▶ Point-based annotation data:
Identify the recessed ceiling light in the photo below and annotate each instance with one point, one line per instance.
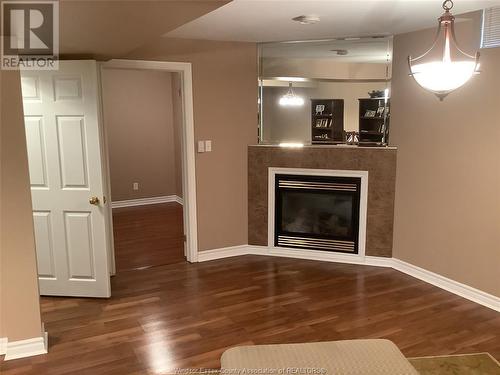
(307, 19)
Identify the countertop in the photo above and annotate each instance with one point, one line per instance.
(339, 146)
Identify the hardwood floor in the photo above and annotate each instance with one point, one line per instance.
(186, 315)
(147, 236)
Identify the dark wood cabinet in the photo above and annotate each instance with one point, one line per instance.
(327, 121)
(374, 116)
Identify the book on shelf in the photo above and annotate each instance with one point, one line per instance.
(323, 123)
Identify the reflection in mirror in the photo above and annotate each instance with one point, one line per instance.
(325, 91)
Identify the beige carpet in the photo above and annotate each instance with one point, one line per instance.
(466, 364)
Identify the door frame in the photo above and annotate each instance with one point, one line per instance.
(187, 147)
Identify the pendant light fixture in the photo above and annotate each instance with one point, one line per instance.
(443, 76)
(290, 98)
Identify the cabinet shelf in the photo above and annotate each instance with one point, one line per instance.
(330, 123)
(374, 130)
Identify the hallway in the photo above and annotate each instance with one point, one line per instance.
(148, 236)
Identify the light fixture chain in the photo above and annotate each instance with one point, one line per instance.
(448, 5)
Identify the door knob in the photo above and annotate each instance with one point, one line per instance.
(94, 200)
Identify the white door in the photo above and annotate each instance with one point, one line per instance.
(63, 135)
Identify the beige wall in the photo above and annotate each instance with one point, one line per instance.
(178, 124)
(225, 111)
(294, 123)
(447, 215)
(139, 120)
(19, 304)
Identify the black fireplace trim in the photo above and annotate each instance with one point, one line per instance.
(322, 179)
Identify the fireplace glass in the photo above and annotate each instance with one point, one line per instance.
(317, 212)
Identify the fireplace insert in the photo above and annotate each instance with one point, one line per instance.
(317, 212)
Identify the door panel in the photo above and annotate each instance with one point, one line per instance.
(64, 154)
(35, 140)
(44, 244)
(80, 246)
(72, 145)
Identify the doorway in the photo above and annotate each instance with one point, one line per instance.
(142, 113)
(70, 179)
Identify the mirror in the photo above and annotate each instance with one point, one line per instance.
(317, 92)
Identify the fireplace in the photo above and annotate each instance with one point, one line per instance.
(317, 212)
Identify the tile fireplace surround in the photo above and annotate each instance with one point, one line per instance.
(379, 162)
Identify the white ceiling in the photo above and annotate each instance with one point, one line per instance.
(373, 50)
(270, 20)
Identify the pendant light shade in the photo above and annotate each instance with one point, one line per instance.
(290, 98)
(443, 76)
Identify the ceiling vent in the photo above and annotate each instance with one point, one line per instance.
(340, 52)
(307, 19)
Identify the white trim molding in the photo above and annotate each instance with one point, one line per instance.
(455, 287)
(3, 345)
(147, 201)
(363, 204)
(452, 286)
(26, 348)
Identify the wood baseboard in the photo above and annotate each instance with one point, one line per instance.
(146, 201)
(26, 348)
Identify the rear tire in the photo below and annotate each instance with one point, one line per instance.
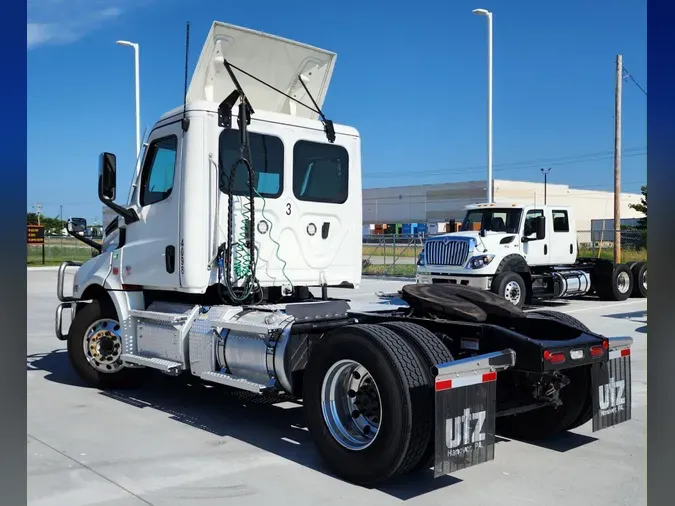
(511, 286)
(615, 283)
(430, 351)
(94, 348)
(639, 271)
(401, 408)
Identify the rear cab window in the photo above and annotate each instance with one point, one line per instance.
(267, 162)
(320, 172)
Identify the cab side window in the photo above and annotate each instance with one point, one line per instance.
(320, 172)
(159, 170)
(560, 221)
(531, 222)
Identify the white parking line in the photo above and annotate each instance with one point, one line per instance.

▶ Goal: Copy every line of the listing from the one containing "Identify the cab side" through the end of the listing, inclusive, and add 117 to each coordinate in the answers.

▶ Output for this task:
Identify the cab side window in the photo above and annotate each instance with one point, one line per instance.
(437, 289)
(276, 287)
(677, 338)
(648, 339)
Identify the white parking line in the photo above and annotate each instance with one point, one line per instance.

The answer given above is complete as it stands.